Collected data
──────────────────────────────

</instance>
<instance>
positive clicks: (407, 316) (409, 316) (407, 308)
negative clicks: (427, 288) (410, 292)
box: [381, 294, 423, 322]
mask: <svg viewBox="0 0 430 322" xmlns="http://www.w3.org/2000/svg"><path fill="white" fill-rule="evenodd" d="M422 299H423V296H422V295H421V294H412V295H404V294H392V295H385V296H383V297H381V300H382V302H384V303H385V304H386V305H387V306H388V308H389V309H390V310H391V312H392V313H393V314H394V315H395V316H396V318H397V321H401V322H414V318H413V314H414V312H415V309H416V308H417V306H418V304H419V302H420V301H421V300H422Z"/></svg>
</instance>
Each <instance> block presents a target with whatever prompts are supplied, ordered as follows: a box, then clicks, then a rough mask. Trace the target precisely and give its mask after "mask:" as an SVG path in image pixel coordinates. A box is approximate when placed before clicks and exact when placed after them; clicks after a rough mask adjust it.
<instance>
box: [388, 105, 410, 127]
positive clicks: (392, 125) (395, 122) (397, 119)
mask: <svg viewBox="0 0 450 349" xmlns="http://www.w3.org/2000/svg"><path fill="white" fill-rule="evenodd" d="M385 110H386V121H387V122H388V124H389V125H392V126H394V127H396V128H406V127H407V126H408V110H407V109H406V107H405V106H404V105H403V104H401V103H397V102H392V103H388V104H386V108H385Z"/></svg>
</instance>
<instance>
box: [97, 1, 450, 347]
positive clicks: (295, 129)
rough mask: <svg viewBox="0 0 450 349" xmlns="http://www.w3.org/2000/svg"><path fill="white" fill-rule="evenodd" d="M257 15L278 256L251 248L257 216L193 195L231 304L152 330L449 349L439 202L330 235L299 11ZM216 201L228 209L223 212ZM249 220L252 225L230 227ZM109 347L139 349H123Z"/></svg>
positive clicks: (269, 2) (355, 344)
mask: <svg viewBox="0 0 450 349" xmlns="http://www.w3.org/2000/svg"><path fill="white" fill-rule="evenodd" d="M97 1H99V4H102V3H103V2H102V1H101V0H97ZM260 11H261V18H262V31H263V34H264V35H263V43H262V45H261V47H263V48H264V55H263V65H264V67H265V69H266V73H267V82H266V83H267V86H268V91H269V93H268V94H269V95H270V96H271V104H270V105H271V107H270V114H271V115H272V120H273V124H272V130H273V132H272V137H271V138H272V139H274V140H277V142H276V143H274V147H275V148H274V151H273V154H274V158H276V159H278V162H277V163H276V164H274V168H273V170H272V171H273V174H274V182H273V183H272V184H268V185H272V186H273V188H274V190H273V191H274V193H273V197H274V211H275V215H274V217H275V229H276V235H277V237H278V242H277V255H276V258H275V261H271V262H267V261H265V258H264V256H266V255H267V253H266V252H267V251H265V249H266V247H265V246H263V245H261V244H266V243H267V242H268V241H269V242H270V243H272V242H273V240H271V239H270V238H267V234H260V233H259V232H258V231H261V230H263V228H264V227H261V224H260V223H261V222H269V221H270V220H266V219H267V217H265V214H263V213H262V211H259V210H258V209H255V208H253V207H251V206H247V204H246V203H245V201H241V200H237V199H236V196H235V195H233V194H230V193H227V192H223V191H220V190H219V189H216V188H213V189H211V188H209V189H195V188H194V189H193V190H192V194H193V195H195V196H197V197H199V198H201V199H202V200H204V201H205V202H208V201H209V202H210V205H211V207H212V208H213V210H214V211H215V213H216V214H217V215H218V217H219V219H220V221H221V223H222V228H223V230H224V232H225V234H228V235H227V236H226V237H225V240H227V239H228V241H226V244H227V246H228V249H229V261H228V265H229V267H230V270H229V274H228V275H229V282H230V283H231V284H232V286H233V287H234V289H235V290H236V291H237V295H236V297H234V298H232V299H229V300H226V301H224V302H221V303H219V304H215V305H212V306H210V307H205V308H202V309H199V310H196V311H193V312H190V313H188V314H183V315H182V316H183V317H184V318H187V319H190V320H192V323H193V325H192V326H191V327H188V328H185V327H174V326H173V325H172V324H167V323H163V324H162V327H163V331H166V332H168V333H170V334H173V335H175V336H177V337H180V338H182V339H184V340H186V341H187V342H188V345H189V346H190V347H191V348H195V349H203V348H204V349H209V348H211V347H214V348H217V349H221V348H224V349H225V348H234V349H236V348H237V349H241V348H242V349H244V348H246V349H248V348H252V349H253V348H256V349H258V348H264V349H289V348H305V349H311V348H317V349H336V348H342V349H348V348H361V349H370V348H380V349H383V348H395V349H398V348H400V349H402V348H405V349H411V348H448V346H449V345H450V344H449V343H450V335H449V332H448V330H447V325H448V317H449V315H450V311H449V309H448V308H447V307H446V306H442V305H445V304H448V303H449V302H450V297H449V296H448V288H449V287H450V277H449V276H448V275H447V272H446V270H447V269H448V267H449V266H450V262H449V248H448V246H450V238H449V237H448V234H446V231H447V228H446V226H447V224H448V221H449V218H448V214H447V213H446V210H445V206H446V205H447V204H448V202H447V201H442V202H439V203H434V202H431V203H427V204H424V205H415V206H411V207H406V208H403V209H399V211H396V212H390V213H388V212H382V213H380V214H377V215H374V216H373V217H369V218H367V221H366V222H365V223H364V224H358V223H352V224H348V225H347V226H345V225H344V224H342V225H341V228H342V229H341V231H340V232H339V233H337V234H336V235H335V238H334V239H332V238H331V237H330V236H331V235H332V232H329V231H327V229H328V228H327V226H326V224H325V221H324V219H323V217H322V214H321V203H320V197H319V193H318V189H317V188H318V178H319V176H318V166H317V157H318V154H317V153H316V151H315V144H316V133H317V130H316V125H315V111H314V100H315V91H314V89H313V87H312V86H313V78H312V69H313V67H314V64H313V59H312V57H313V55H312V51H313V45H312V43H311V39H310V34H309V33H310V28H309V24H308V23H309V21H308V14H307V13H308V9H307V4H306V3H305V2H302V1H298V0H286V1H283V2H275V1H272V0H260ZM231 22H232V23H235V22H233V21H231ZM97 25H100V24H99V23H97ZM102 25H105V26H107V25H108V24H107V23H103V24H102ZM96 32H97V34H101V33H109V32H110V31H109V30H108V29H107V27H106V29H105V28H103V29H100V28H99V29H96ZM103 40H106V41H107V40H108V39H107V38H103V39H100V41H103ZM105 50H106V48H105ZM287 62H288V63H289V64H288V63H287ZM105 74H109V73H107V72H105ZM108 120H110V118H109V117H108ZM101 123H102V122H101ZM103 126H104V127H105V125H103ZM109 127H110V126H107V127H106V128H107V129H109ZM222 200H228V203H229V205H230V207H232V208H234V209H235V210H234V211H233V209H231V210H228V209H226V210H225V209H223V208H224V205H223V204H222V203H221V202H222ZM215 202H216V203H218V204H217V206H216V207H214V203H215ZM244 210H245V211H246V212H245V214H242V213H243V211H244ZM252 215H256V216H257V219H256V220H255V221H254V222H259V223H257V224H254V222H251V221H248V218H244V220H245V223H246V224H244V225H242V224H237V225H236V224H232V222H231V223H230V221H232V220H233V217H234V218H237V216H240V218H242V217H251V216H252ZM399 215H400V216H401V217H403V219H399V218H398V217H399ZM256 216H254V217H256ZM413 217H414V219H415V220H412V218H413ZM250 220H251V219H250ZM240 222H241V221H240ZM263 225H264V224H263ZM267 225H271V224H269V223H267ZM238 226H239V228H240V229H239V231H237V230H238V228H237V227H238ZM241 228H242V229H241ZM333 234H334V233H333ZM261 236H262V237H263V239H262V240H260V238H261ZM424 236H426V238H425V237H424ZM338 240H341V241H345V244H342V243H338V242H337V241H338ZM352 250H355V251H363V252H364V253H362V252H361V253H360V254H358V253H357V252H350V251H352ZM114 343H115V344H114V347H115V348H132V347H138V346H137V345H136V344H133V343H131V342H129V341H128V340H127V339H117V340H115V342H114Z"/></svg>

──────────────────────────────

[Assignment] All that should appear in the response is the run of lines from the first line of the entries through the line containing "negative clicks: (427, 288) (410, 292)", copied exactly.

[Output of the exercise]
</instance>
<instance>
positive clicks: (407, 316) (409, 316) (407, 308)
negative clicks: (427, 288) (410, 292)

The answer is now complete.